- Brief -
Render each line of the records below as a JSON list of strings, one string per line, with blank lines omitted. Leave the pictures out of the list.
START Source data
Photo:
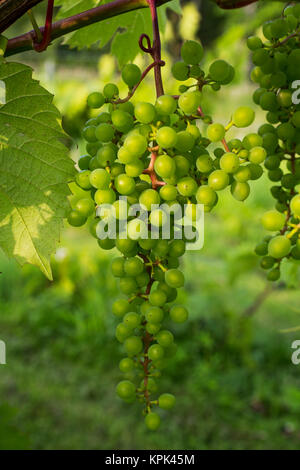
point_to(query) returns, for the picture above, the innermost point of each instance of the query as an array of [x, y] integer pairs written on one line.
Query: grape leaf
[[124, 30], [34, 169]]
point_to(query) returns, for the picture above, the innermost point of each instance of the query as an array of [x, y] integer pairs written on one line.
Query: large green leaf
[[124, 30], [34, 169]]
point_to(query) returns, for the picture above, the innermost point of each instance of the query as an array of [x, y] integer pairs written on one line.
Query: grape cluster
[[276, 71], [153, 154]]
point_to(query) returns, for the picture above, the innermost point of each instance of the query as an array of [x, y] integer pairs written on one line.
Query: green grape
[[187, 186], [166, 401], [189, 102], [178, 314], [154, 315], [133, 345], [136, 144], [279, 247], [110, 91], [157, 298], [165, 338], [174, 278], [76, 219], [124, 184], [100, 179], [125, 389], [126, 365], [133, 266], [191, 52], [120, 307], [95, 100], [85, 207], [180, 71], [131, 75], [229, 162], [83, 179], [156, 352], [148, 198], [206, 195], [295, 205], [104, 196], [165, 105], [164, 166], [240, 191], [215, 132], [104, 132], [243, 116], [218, 180], [152, 421]]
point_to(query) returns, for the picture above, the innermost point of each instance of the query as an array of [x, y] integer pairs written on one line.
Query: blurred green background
[[235, 384]]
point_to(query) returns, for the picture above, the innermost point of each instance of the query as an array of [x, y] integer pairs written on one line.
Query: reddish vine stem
[[42, 45]]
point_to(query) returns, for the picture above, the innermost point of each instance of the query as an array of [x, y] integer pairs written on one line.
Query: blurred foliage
[[235, 384]]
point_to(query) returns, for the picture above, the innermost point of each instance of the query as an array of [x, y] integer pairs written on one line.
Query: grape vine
[[158, 153]]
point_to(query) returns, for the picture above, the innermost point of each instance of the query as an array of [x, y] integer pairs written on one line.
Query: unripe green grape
[[240, 191], [76, 219], [168, 192], [124, 184], [133, 266], [180, 71], [133, 345], [104, 132], [156, 352], [125, 245], [215, 132], [117, 267], [125, 389], [243, 116], [106, 155], [242, 175], [189, 102], [148, 198], [83, 179], [132, 320], [165, 105], [187, 186], [204, 163], [110, 91], [165, 338], [257, 155], [174, 278], [154, 315], [253, 43], [126, 365], [219, 70], [120, 307], [131, 75], [95, 100], [218, 180], [267, 262], [164, 166], [105, 196], [136, 144], [100, 179], [178, 314], [273, 221], [261, 249], [122, 121], [85, 207], [152, 421], [229, 162], [157, 298], [144, 112], [295, 205], [279, 247]]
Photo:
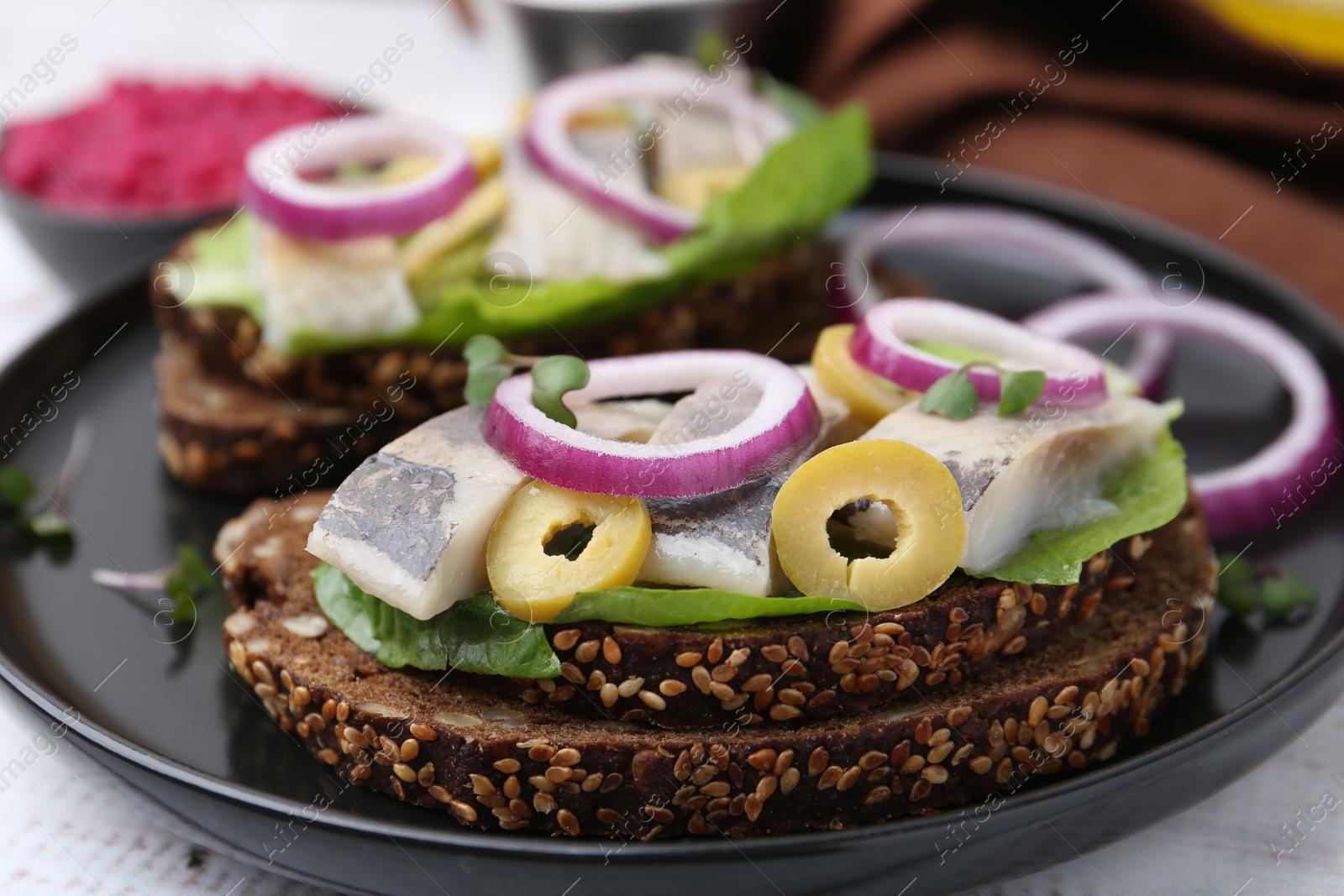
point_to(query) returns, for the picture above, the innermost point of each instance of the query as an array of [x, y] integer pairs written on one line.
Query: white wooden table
[[60, 835]]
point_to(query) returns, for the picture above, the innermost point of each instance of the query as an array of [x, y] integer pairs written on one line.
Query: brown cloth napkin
[[1146, 102]]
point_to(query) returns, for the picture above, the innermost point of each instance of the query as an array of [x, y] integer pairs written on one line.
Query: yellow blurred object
[[483, 207], [692, 187], [1310, 29], [403, 167], [534, 584], [486, 156]]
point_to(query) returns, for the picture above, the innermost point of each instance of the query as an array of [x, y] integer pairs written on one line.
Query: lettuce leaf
[[472, 636], [800, 184], [663, 607], [1149, 493], [479, 636]]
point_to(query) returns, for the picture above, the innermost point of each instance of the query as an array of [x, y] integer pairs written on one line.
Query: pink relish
[[151, 149]]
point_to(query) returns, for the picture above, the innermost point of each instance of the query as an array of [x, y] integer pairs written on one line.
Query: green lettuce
[[803, 181], [472, 636], [1148, 493]]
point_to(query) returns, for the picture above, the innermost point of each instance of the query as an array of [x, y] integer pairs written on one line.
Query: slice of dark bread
[[777, 307], [749, 673], [438, 741], [228, 437]]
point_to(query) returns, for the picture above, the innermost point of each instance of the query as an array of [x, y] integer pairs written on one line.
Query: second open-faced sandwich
[[645, 207], [711, 593]]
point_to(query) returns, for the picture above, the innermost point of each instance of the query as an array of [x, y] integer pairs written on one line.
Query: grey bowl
[[97, 254]]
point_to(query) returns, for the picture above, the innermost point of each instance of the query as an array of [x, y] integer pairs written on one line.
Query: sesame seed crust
[[816, 668], [539, 768]]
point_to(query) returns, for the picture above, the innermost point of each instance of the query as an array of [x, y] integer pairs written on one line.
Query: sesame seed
[[871, 759], [716, 651], [763, 759], [934, 774], [1038, 711]]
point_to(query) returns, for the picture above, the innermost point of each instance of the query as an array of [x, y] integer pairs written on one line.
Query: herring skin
[[1027, 473], [410, 524]]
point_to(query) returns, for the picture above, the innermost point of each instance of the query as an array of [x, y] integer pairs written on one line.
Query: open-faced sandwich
[[647, 207], [709, 593]]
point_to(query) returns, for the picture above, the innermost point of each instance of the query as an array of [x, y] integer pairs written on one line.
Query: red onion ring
[[1241, 497], [958, 224], [550, 147], [880, 345], [765, 443], [308, 210]]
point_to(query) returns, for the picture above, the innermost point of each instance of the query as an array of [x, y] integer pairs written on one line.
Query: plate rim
[[998, 187]]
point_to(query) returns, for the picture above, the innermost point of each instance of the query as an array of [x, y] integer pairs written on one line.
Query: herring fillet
[[723, 540], [1023, 474], [409, 526]]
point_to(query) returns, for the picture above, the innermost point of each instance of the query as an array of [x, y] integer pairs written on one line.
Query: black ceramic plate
[[171, 727]]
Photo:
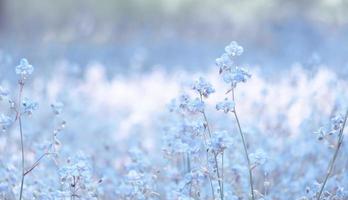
END Source data
- Full output -
[
  "Photo:",
  "point_to(query) returns, for the picture above, the innermost point of each instance of the query as an array of [x, y] integer pairs written on one line.",
  "Query: grape leaf",
  "[[124, 30], [34, 169]]",
  "point_to(query) returns, for the picture above, the innermost point of each instance of the query as an array of [x, y] integer pairs written on one line.",
  "Query: large green leaf",
  "[[124, 30], [34, 169]]",
  "point_to(query) returns, for the picture above, the innermost point of each instance of the query as an array of [x, y] integer pairs written on one line.",
  "Query: grape cluster",
  "[[276, 71], [153, 154]]",
  "point_to(query) returns, for the picture above, the innermost point of each instance of the query as an array of [x, y] integer pairs written on one line.",
  "Query: green grape",
  "[[187, 186], [166, 401], [189, 102], [178, 314], [154, 315], [133, 345], [136, 144], [279, 247], [110, 91], [157, 298], [165, 338], [174, 278], [76, 219], [124, 184], [100, 179], [125, 389], [126, 365], [133, 266], [191, 52], [120, 307], [95, 100], [85, 207], [180, 71], [131, 75], [229, 162], [83, 179], [156, 352], [148, 198], [206, 195], [295, 205], [104, 196], [165, 105], [164, 166], [240, 191], [215, 132], [104, 132], [243, 116], [218, 180], [152, 421]]",
  "point_to(query) returns, for the picture above, the innermost point of each instance of the query as an array of [x, y] integer pairs written on one line.",
  "Query: blurred green background",
  "[[235, 384]]",
  "point_to(query) returns, for the picture above, the innermost point of each instance of the query as an array of [x, y] integer pairs written on one line.",
  "Query: reddish vine stem",
  "[[42, 45]]",
  "point_to(query) returns, for the picture above, the innermost point of each instance of the query as an array of [x, y] integer pairs written on one line.",
  "Query: blurred foliage",
  "[[235, 384]]",
  "point_to(query) returns, for the picture above, the innermost point of each instance of the query as an array of [x, y] integer pairs written on one line.",
  "Query: grape vine",
  "[[158, 153]]",
  "point_to(query) returns, for the picture above, the innermost point of each instance of the query as an array of [x, y] integer pairs written on one line.",
  "Query: unripe green grape",
  "[[240, 191], [76, 219], [168, 192], [124, 184], [133, 266], [180, 71], [133, 345], [104, 132], [156, 352], [125, 245], [215, 132], [117, 267], [125, 389], [243, 116], [106, 155], [242, 175], [189, 102], [148, 198], [83, 179], [132, 320], [165, 105], [187, 186], [204, 163], [110, 91], [165, 338], [257, 155], [174, 278], [154, 315], [253, 43], [126, 365], [219, 70], [120, 307], [131, 75], [95, 100], [218, 180], [267, 262], [164, 166], [105, 196], [136, 144], [100, 179], [178, 314], [273, 221], [261, 249], [122, 121], [85, 207], [152, 421], [229, 162], [157, 298], [144, 112], [295, 205], [279, 247]]",
  "Photo:",
  "point_to(query) returns, for the picture above, the innermost point of each instance of the query as an array of [x, y] integer pairs written on one line.",
  "Query: white wooden table",
  "[[60, 835]]",
  "point_to(query) returns, for the picture above, the innermost point of each instance of the query as an array of [x, y] integer pairs written on one line.",
  "Query: brown cloth napkin",
  "[[1146, 102]]",
  "point_to(query) returns, for the picture above, the innermost point of each instance of the query as an array of [x, y] integer pairs written on one line.",
  "Query: yellow blurred object",
  "[[483, 207], [692, 187], [1310, 29], [403, 167], [534, 584], [486, 156]]",
  "point_to(query) returns, for the picture above, the innermost point of each instance of the query as an array of [x, y] integer pairs written on one line.",
  "Query: lettuce leaf",
  "[[472, 636], [800, 184], [663, 607], [1149, 493], [479, 636]]",
  "point_to(query) returns, for the picture above, the innermost point of each instance of the query as an array of [x, y] integer pairs written on one line.",
  "Query: pink relish",
  "[[151, 149]]",
  "point_to(query) returns, for the picture above, the innermost point of each instance of the query as an array of [x, y] integer pairs written on one line.",
  "Query: green lettuce",
  "[[803, 181], [472, 636], [1148, 493]]",
  "point_to(query) returns, for the picture above, the innermost point of each instance of the query as an array of [x, y] integer pairs written on one line.",
  "Query: slice of dark bread",
  "[[777, 307], [749, 673], [438, 741], [228, 437]]",
  "point_to(query) returns, for the picture above, the innermost point of each instance of the query as an array of [x, y] integer pairs written on one line.",
  "Query: second open-faced sandwich",
  "[[645, 207], [711, 593]]",
  "point_to(query) returns, for the picture above, the innermost point of each instance of the query as an array of [x, y] integer pairs written on one line.",
  "Query: grey bowl",
  "[[97, 254]]",
  "point_to(query) returns, for the picture above, the innermost point of each instance of the query as an array of [x, y] integer pairs written on one line.",
  "Query: sesame seed crust",
  "[[816, 668], [539, 768]]",
  "point_to(query) returns, for the picture above, the innermost point of each instance of the query as an array of [x, y] integer pairs written on one line.",
  "Query: sesame seed",
  "[[871, 759], [716, 651], [763, 759], [934, 774], [1038, 711]]",
  "point_to(query) returns, for the picture above, the innermost point of each instance of the query as an array of [x, y] integer pairs written on one line.",
  "Query: herring skin",
  "[[1027, 473], [410, 524]]",
  "point_to(query) returns, for the picture above, the innermost point of each instance of the query as an array of [x, y] integer pairs written on one line.",
  "Query: open-faced sandwich",
  "[[647, 207], [709, 593]]",
  "point_to(query) returns, for the picture above, the innermost point of each instance of the query as an array of [x, y] integer pairs written on one line.",
  "Query: red onion ring",
  "[[1241, 497], [958, 224], [550, 147], [880, 345], [765, 443], [308, 210]]",
  "point_to(query) returns, for the picture above, the innermost point of each instance of the query as an array of [x, y] integer pairs written on one line.",
  "Query: plate rim",
  "[[998, 187]]",
  "point_to(query) returns, for the picture above, the innermost point of each instance of the query as an array of [x, y] integer pairs written on one line.",
  "Query: herring fillet",
  "[[723, 540], [1023, 474], [409, 526]]",
  "point_to(query) returns, for the picture above, the innermost point of each instance of the query as an array of [x, y] integer pairs written on one line.",
  "Query: black ceramic plate",
  "[[171, 727]]",
  "Photo:"
]